WORK TASK:
Reproduce only the stretch of entries below that begins at the first line and ends at the line holding "Where can the yellow".

GIVEN ENTRIES:
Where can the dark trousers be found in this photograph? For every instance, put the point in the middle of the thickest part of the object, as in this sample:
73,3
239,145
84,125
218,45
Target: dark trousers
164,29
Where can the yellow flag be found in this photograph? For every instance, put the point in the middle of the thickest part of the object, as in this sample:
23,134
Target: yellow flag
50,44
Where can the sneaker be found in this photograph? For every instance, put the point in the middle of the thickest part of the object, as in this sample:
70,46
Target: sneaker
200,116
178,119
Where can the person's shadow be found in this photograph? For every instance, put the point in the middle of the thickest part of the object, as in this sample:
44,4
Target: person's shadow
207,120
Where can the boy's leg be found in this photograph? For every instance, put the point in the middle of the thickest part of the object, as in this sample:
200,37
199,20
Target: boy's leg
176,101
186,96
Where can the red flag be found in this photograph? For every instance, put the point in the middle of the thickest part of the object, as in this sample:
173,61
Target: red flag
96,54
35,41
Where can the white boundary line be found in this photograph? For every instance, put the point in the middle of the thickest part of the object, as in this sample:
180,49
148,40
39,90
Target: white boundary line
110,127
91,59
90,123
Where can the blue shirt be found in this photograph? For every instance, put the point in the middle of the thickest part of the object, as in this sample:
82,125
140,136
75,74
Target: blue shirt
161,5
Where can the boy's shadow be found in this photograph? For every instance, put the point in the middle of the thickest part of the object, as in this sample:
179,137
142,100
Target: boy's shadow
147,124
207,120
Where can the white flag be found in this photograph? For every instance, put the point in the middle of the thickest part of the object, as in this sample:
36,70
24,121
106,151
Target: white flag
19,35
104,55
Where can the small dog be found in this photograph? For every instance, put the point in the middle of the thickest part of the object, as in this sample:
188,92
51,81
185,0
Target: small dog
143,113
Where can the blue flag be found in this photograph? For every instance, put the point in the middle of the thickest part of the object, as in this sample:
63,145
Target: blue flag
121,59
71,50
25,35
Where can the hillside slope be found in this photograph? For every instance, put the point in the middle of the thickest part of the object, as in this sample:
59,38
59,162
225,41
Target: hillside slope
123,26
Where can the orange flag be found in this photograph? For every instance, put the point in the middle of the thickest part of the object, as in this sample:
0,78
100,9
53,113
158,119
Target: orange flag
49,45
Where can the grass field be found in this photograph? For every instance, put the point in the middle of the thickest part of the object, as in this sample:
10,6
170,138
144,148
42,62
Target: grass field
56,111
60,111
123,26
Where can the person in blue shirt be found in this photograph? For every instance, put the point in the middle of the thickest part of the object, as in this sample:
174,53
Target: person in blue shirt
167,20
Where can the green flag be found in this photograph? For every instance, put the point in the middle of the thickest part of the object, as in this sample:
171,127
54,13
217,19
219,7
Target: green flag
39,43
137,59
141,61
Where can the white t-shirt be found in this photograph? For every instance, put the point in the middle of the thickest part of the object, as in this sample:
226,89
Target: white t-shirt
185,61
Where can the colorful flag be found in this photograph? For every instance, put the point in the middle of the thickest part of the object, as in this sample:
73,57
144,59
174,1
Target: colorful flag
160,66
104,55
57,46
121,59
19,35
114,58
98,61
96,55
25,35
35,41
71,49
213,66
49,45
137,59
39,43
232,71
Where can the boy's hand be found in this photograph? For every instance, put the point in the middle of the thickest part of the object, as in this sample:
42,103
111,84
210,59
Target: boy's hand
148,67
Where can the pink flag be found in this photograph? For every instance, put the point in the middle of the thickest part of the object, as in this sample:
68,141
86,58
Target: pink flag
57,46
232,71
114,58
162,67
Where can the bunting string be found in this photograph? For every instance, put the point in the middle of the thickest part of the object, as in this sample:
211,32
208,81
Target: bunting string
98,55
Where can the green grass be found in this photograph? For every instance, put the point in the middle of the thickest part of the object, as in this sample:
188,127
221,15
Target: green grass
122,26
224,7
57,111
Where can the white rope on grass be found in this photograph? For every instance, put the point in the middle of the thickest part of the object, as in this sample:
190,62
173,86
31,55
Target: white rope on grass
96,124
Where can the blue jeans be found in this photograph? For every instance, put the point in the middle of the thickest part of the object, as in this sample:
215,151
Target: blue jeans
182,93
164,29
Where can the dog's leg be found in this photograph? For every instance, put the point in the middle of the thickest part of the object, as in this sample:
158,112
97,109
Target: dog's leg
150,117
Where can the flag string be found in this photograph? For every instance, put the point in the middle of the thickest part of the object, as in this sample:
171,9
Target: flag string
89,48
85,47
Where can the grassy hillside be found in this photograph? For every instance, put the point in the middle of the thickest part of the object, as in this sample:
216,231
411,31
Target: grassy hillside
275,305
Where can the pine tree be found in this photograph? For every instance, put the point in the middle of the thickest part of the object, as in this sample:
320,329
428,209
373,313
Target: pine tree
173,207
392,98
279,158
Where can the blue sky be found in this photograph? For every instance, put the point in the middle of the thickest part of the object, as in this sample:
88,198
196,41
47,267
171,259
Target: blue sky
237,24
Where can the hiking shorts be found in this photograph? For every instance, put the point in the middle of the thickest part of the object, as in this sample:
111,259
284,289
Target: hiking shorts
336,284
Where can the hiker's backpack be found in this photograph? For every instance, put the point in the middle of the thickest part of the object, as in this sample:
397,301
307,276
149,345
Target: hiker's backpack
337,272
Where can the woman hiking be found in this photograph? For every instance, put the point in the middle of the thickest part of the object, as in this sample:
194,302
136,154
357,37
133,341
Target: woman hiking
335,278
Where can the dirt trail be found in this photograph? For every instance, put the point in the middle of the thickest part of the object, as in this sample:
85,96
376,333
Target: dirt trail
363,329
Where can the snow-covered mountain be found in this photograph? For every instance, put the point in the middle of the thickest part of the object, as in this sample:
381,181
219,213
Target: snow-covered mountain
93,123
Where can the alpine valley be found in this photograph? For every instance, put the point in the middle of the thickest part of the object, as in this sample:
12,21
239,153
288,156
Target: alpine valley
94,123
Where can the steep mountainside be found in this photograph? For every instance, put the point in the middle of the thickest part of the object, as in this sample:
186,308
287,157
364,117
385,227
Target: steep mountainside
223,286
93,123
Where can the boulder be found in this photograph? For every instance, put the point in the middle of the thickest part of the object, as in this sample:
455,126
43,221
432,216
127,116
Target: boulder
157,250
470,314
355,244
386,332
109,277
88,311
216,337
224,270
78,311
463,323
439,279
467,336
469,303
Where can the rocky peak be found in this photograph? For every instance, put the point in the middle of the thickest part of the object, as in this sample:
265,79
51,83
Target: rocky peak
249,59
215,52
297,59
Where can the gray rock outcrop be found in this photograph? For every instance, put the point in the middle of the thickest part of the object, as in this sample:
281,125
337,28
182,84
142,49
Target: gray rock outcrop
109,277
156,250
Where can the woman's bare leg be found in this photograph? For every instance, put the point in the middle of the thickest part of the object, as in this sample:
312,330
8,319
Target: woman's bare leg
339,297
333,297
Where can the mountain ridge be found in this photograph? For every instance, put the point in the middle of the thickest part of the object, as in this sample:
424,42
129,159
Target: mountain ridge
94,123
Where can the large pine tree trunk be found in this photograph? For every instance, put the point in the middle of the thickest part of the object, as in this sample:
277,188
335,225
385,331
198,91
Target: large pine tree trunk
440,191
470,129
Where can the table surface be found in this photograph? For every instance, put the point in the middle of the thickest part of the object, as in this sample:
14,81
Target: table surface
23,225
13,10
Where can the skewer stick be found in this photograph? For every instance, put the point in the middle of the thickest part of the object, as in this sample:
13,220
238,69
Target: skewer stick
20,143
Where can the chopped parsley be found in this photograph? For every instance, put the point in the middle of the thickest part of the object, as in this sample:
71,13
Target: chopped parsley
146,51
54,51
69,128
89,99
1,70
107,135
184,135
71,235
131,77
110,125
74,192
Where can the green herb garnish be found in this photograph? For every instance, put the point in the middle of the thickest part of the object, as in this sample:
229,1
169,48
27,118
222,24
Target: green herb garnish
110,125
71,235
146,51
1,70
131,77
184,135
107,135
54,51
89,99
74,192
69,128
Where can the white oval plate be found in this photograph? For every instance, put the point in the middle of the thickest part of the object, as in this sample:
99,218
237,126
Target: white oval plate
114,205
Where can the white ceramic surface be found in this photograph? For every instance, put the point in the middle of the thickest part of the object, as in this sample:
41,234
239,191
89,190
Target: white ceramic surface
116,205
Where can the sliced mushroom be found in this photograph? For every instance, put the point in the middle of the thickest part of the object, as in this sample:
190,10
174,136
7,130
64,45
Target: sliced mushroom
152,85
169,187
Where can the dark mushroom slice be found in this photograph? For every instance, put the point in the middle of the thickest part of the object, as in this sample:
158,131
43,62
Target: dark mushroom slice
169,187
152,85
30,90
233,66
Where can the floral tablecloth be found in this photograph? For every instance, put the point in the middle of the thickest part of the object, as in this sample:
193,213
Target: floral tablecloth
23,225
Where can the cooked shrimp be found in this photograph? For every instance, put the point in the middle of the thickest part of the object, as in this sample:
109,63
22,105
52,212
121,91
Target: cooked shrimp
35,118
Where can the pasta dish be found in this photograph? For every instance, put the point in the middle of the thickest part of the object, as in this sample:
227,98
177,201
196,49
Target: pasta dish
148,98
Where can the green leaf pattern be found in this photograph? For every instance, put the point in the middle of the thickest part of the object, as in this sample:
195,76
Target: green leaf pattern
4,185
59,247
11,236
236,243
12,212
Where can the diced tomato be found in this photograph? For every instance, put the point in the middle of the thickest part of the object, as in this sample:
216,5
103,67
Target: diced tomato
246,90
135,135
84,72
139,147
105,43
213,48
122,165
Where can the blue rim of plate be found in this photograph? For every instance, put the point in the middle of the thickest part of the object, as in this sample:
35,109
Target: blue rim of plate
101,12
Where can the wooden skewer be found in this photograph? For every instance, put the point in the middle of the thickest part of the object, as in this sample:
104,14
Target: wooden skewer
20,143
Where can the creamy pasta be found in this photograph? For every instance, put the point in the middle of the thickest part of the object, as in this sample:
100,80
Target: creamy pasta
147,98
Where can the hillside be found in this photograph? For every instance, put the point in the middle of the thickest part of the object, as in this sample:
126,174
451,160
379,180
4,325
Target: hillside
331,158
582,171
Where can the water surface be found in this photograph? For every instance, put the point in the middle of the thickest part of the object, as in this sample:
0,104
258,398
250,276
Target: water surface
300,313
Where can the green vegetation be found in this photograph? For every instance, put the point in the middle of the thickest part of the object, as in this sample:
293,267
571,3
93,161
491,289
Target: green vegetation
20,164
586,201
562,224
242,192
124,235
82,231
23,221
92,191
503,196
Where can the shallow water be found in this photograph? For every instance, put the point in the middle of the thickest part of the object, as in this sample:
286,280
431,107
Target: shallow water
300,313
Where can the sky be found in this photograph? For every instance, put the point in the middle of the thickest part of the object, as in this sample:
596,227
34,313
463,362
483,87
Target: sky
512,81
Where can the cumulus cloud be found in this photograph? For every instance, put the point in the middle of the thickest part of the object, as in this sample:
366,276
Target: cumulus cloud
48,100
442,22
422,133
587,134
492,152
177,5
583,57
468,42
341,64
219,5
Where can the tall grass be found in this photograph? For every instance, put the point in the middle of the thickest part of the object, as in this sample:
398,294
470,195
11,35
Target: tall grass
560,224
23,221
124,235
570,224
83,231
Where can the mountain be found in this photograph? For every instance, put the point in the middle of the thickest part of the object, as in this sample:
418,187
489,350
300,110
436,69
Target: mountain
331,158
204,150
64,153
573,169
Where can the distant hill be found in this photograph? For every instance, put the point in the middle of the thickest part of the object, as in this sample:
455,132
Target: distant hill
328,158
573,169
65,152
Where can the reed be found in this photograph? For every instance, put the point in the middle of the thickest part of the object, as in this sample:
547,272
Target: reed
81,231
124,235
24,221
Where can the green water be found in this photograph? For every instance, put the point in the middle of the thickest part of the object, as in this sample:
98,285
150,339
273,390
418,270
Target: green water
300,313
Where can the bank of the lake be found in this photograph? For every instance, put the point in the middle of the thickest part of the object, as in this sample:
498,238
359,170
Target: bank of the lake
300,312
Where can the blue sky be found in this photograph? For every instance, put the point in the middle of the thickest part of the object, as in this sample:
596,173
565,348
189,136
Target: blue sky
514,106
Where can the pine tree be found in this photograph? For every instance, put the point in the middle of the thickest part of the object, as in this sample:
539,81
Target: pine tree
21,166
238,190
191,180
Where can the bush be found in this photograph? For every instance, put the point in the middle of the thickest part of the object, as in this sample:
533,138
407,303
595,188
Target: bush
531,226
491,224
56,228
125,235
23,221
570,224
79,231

TASK ANSWER:
Where can the dark trousers be found in this photograph? For every instance, put the point in the middle of the thickest part of the object, as in this sample:
73,3
239,145
84,125
218,45
Target: dark trousers
164,29
Where can the yellow flag be found in this photograph? For every instance, put the point in the middle of the thickest part of the object, as in this sample:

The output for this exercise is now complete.